• JOB: Return every line of the records that contains the word "blanking", matching case exactly.

##########

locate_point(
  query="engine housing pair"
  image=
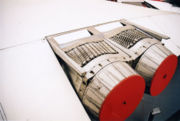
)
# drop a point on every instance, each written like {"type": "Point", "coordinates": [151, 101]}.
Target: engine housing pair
{"type": "Point", "coordinates": [111, 70]}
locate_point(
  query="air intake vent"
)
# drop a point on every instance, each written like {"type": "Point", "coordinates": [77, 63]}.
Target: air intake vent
{"type": "Point", "coordinates": [128, 38]}
{"type": "Point", "coordinates": [86, 52]}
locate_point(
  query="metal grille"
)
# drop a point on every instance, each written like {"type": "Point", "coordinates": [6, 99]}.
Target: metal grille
{"type": "Point", "coordinates": [128, 38]}
{"type": "Point", "coordinates": [84, 53]}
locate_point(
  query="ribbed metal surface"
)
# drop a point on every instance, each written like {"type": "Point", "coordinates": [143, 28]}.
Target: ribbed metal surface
{"type": "Point", "coordinates": [103, 83]}
{"type": "Point", "coordinates": [84, 53]}
{"type": "Point", "coordinates": [128, 38]}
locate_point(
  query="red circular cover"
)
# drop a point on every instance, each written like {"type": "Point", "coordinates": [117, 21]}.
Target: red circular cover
{"type": "Point", "coordinates": [122, 99]}
{"type": "Point", "coordinates": [163, 75]}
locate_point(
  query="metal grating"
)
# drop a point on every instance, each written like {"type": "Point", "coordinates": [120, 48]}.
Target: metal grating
{"type": "Point", "coordinates": [129, 37]}
{"type": "Point", "coordinates": [86, 52]}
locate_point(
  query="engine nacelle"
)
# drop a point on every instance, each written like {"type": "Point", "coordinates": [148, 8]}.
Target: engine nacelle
{"type": "Point", "coordinates": [107, 69]}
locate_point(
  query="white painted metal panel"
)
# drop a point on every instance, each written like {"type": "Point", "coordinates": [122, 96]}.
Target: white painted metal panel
{"type": "Point", "coordinates": [165, 24]}
{"type": "Point", "coordinates": [34, 87]}
{"type": "Point", "coordinates": [28, 20]}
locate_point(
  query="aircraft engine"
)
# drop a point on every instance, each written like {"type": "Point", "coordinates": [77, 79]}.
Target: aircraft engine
{"type": "Point", "coordinates": [107, 69]}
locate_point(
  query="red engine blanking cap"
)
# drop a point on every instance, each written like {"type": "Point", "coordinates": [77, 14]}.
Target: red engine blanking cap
{"type": "Point", "coordinates": [163, 75]}
{"type": "Point", "coordinates": [122, 99]}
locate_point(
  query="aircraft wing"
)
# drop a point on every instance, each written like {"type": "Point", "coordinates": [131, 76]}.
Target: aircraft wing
{"type": "Point", "coordinates": [33, 85]}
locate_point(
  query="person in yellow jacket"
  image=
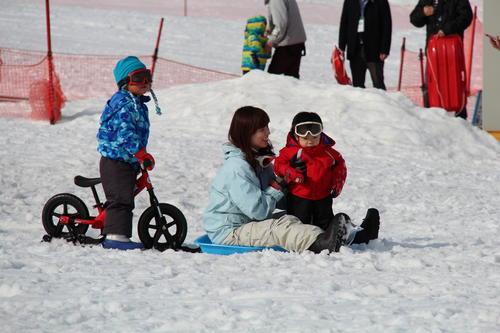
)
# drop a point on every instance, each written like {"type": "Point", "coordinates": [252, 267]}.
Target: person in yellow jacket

##########

• ANSWER:
  query="red engine blanking cap"
Target: red engine blanking cap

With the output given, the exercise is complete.